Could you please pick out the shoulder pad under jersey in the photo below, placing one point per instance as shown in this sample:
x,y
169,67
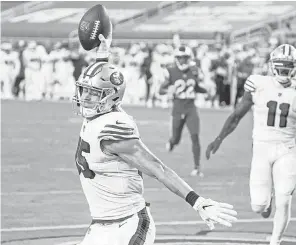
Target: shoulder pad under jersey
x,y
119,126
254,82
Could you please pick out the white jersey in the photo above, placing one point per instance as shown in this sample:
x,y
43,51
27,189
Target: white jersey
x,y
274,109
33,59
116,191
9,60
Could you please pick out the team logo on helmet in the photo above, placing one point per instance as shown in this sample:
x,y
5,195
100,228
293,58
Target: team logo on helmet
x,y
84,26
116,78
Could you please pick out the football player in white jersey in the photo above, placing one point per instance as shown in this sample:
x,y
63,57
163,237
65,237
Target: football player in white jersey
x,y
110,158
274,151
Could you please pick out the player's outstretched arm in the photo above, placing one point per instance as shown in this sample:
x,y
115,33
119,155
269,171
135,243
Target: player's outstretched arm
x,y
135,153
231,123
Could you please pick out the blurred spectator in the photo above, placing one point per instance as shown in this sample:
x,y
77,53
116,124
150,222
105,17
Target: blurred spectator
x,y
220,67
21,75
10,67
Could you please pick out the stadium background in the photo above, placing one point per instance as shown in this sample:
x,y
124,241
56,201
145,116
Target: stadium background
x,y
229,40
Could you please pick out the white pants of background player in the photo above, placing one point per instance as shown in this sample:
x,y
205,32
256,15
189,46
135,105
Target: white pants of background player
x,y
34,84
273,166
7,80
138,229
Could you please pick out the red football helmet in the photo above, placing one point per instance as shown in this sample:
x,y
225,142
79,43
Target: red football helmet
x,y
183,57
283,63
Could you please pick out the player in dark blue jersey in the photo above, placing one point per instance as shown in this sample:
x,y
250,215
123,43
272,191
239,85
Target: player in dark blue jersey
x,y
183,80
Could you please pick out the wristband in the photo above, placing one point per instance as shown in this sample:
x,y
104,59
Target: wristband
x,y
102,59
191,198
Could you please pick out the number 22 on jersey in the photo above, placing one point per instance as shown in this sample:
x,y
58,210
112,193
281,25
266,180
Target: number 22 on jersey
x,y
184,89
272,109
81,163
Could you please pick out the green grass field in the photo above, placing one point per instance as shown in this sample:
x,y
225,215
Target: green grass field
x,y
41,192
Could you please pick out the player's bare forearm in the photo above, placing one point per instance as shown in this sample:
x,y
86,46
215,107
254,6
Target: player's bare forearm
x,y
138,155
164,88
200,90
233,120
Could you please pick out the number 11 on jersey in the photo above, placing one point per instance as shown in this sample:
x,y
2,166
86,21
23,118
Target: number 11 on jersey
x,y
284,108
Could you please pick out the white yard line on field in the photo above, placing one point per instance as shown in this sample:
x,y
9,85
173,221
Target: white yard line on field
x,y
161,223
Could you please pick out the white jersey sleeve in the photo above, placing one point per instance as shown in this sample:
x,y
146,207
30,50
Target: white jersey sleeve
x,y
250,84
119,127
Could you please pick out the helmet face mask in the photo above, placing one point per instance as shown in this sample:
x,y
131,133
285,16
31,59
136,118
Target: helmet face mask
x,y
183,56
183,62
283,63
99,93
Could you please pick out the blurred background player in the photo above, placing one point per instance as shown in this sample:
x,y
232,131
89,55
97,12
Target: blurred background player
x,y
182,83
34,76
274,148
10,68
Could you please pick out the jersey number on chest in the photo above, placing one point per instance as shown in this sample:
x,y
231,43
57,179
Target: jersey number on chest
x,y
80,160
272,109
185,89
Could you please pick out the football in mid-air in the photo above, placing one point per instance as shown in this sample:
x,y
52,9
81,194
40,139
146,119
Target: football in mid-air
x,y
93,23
◆ ◆ ◆ ◆
(EXERCISE DETAILS) Type out all the records verbatim, minus images.

(WRITTEN SOLUTION)
Could you please pick out the shoulder pad under jersey in the photo below, placing one point per instance as shown in this sample:
x,y
169,67
Target: shoulder pad under jersey
x,y
119,126
254,82
Could you please pick out the white jersey in the photo above, placing one point per instance as shown in this sample:
x,y
43,51
27,189
Target: white jersey
x,y
274,109
33,59
116,191
9,60
Could you please pick out the team logo on helmet in the photo above, placing one point per instance as shown in this sample:
x,y
5,195
100,228
293,58
Target: team logo on helmet
x,y
84,26
116,78
Could you please pick out the football player in white jersey in the photo above, placing one point per instance as shown in this sample:
x,y
63,57
163,237
65,237
Target: football player in white jersey
x,y
110,158
274,151
Could you please pick out the player's outstretched arm in the photo above, placing one point per instance as shown in this sample:
x,y
115,33
119,155
269,171
135,243
Target: player's outstretched arm
x,y
135,153
231,123
Could you please pick out the blurred spectator in the photo above, placing one point per instance as shown in this sample:
x,y
77,53
116,124
150,222
105,17
Target: blurred spectator
x,y
220,67
21,75
10,67
Could you please pick out the stadium background in the photo above, placing one point per instance as shown in this sample:
x,y
124,241
56,201
145,116
Target: stadium background
x,y
229,40
Could you please pick out the white pants of background player in the photo above, placing one point per instance as shown in this sample:
x,y
205,32
256,15
189,46
135,105
Target: white pants of background player
x,y
34,84
273,166
7,80
138,229
Could you please pick out the red football helmet in the photo above, placing one point per instance as shown in this sample:
x,y
225,142
79,43
Target: red football helmet
x,y
183,57
283,63
Could you please pick out the player in dark blue jersey in the photo above, placing one point per instance as shown in this sample:
x,y
250,215
123,43
272,191
239,85
Target: player in dark blue jersey
x,y
183,80
Could you please pick out the wristband in the photo above, placing one point per instance as shown in this sample:
x,y
104,59
Target: wristband
x,y
102,59
191,198
Could you please pick out the number 22 on jersey in the photo above, placing one point per instance as shown in this sample:
x,y
58,210
112,193
281,25
266,180
Target: number 22 on jersey
x,y
184,89
272,109
81,163
Could you please pick out the green grass field in the photo above, placing one point per instance as shown in this sample:
x,y
225,215
Target: green grass field
x,y
41,192
Could you please pick out the player's bare forearm in the photo above, placing one point per instance as shown in this sample:
x,y
86,46
215,107
254,6
Target: player's bare forearm
x,y
138,155
164,88
200,90
233,120
Could you please pick out the number 11 on jersey in the photo above, placing one point per instance as shown in this sample:
x,y
2,166
86,21
23,118
Target: number 11 on jersey
x,y
284,108
Could you please pick out the white yard line on field in the photo above, placing one point per instance as shown in this sample:
x,y
9,85
173,221
Target: white yard line on field
x,y
161,223
Could you please pick out the white jersey sleeve in the photo above, placing one point per instance as shown in this sample:
x,y
146,207
30,50
Target: white jersey sleeve
x,y
250,84
119,127
Could you please pick out the helmet face mask in the photo above, placing one point per instance as shown in this sample:
x,y
131,133
285,16
31,59
136,118
Target: helmet face mask
x,y
183,56
183,62
283,63
99,93
Could you please pick out the blurred background player in the photo above, placing one point per instance as shown in this sample:
x,y
232,131
89,55
97,12
Target: blurred background player
x,y
182,83
34,76
274,148
10,68
Could you please pick out the jersey number on chest in the photo above, placing one point per instance as shown in this sample:
x,y
231,43
57,179
Target: jersey number on chest
x,y
80,160
272,109
185,89
Could you please pick out the football in mid-air in the photo above, placing one point per instance as shown in this sample:
x,y
52,9
81,194
40,139
146,119
Target: football in mid-air
x,y
93,23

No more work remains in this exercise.